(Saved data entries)
______________________________

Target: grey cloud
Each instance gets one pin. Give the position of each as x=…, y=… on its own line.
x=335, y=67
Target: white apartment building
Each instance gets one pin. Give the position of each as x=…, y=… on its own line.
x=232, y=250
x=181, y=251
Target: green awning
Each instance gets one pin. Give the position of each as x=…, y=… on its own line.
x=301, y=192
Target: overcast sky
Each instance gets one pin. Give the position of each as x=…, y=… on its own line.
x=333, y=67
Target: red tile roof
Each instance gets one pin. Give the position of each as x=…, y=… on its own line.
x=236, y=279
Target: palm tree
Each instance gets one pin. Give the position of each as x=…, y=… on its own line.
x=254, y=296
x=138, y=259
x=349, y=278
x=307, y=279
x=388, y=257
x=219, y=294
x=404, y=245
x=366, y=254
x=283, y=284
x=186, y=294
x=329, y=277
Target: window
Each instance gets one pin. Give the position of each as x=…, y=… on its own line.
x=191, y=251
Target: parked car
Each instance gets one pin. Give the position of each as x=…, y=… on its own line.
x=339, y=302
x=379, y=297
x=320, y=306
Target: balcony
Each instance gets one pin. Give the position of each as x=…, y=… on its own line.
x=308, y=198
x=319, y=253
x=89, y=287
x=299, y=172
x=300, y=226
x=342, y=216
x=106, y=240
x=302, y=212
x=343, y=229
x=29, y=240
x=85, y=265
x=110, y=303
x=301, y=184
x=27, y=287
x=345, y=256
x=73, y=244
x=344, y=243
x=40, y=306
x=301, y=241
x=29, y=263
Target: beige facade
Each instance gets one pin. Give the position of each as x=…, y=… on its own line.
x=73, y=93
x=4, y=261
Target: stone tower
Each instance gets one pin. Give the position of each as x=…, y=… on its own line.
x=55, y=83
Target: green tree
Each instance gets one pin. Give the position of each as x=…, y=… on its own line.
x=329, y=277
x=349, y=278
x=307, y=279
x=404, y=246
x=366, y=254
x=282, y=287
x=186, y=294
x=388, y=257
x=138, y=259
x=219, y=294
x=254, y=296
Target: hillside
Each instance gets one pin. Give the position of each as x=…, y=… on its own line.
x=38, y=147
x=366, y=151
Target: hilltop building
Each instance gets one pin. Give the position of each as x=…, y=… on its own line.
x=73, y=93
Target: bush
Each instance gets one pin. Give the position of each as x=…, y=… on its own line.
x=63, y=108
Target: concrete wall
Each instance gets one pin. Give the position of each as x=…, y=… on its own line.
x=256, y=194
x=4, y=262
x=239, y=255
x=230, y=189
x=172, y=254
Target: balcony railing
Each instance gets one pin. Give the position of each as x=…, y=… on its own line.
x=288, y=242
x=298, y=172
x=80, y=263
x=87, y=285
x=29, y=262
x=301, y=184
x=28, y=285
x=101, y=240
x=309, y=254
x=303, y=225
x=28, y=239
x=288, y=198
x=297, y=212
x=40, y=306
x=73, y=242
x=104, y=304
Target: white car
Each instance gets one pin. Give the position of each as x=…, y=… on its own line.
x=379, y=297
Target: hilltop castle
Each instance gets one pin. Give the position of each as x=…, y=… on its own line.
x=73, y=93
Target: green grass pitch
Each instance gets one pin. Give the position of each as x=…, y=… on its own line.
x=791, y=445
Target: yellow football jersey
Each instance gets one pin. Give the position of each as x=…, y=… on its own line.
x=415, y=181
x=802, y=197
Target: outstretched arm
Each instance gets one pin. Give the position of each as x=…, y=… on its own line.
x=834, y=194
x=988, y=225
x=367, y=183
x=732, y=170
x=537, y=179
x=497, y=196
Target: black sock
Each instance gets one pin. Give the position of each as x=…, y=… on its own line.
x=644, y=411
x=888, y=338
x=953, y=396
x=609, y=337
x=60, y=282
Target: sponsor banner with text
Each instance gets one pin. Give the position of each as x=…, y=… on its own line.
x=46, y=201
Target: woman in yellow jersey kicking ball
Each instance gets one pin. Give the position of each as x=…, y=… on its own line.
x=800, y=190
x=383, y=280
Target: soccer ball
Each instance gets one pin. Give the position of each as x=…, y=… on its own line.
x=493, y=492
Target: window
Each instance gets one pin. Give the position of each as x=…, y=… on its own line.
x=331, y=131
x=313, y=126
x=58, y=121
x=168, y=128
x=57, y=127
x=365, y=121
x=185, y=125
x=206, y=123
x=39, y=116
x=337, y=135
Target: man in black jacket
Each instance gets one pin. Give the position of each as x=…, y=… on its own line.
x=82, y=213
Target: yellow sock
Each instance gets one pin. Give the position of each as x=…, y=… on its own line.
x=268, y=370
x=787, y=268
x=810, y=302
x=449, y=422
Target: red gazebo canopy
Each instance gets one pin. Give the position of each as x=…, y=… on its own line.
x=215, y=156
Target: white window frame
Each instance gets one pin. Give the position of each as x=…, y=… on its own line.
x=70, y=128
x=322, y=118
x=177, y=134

______________________________

__Short problem__
Transcribe all of the records above, with no changes.

__Reply__
Target: grey cloud
Each instance gets one pin. Give the position of each as x=…, y=… on its own line.
x=335, y=67
Target: white apartment building
Each instance gets one pin. Give the position of each as x=…, y=… on its own line.
x=232, y=250
x=181, y=251
Target: green awning
Each instance gets one pin. Give the position of each as x=…, y=… on its own line.
x=301, y=192
Target: overcast sky
Each instance gets one pin. Give the position of each as x=…, y=… on its own line.
x=333, y=67
Target: red tile roof
Each instance gets one pin. Give the position of each as x=…, y=… on its own line.
x=236, y=279
Target: palm tree
Each instance gets one pin. Give the position of each as x=…, y=… on its own line.
x=254, y=296
x=138, y=259
x=349, y=278
x=307, y=279
x=388, y=257
x=219, y=294
x=404, y=245
x=366, y=254
x=283, y=284
x=186, y=294
x=329, y=277
Target: window
Each instance gets one pin. Give the position of each as x=…, y=… on its own line.
x=191, y=251
Target: parked car
Each instance gets one pin. Give the position of each as x=…, y=… on its own line.
x=339, y=302
x=379, y=297
x=320, y=306
Target: balcony
Each instance gets one pin. Give the position of each as x=…, y=… on its own line.
x=308, y=198
x=319, y=253
x=89, y=287
x=299, y=172
x=300, y=226
x=342, y=216
x=106, y=240
x=302, y=212
x=343, y=229
x=29, y=240
x=85, y=265
x=110, y=303
x=301, y=184
x=27, y=287
x=345, y=256
x=73, y=244
x=344, y=243
x=40, y=306
x=301, y=241
x=29, y=263
Target: beige facade
Each instance gets one pin. Give the position of each as x=…, y=… on its own line.
x=73, y=93
x=4, y=261
Target: stone tower
Each instance gets one pin. Give the position of each as x=…, y=… on its own line.
x=55, y=83
Target: green tree
Each instance gets one pin. Give the position of each as x=…, y=… on its own line.
x=329, y=277
x=349, y=278
x=307, y=279
x=404, y=246
x=366, y=254
x=282, y=287
x=186, y=294
x=388, y=257
x=138, y=259
x=219, y=294
x=254, y=296
Target: hillside
Each instance gets one pin. Give the position of each as x=…, y=… on its own line.
x=38, y=147
x=366, y=151
Target: hilltop building
Each instance gets one pin. Give the position of each as x=…, y=… on its own line.
x=73, y=93
Target: bush
Each instance gets one pin. Give the position of each as x=…, y=… on its own line.
x=63, y=108
Target: concrete wall
Each instance gets one pin. Give the position of each as x=…, y=… on its own line.
x=256, y=194
x=4, y=262
x=239, y=255
x=230, y=189
x=172, y=254
Target: balcony railing
Each instance gets one pin. Give the position of each as x=…, y=… on its own line.
x=288, y=242
x=298, y=172
x=80, y=263
x=87, y=285
x=29, y=262
x=301, y=184
x=28, y=285
x=101, y=240
x=309, y=254
x=303, y=225
x=28, y=239
x=288, y=198
x=297, y=212
x=40, y=306
x=73, y=242
x=104, y=304
Target: white car
Each instance gets one pin. Give the position of each as x=…, y=… on its own line.
x=379, y=297
Target: hilltop castle
Each instance gets one pin. Give the position of each as x=…, y=… on its own line.
x=73, y=93
Target: green grass pitch
Each instance gets one pin. Give the position of each as x=…, y=… on its own line.
x=791, y=445
Target: yellow football jersey
Each instance gets one pin. Give the position of each as x=…, y=… on its own line.
x=415, y=181
x=802, y=197
Target: outstretched arm
Each instance gets one pin. Give the position of each as x=…, y=… on its own line.
x=834, y=194
x=988, y=225
x=367, y=183
x=732, y=170
x=537, y=179
x=497, y=196
Target: black sock
Each instance gets one pin. Give the position of each as x=…, y=… on its own line.
x=644, y=411
x=888, y=338
x=953, y=396
x=609, y=337
x=60, y=282
Target: sponsor banner with text
Each instance gets one pin. Give the position of each as x=…, y=… on its own line.
x=46, y=201
Target: woman in yellow jersey kicking ball
Each instance gets one pin. Give the position of each as x=…, y=… on its own line.
x=800, y=190
x=383, y=280
Target: soccer ball
Each instance gets one pin. Give the position of each as x=…, y=… on its own line.
x=493, y=492
Target: window
Each instance gets one pin. Give the position of each as x=…, y=… on its own line.
x=331, y=131
x=313, y=126
x=58, y=121
x=168, y=128
x=57, y=127
x=365, y=121
x=185, y=125
x=206, y=123
x=39, y=116
x=337, y=135
Target: man in black jacket
Each instance gets one pin. Give the position of each as x=…, y=… on its own line.
x=82, y=213
Target: yellow sock
Each instance gets one pin. Give the position of each as x=…, y=… on its own line.
x=268, y=370
x=787, y=268
x=810, y=302
x=449, y=422
Target: red gazebo canopy
Each instance gets one pin. Give the position of each as x=…, y=… on its own line.
x=215, y=156
Target: white window frame
Each instance gets one pin. Give the position of each as x=…, y=… on its own line.
x=70, y=128
x=322, y=118
x=177, y=134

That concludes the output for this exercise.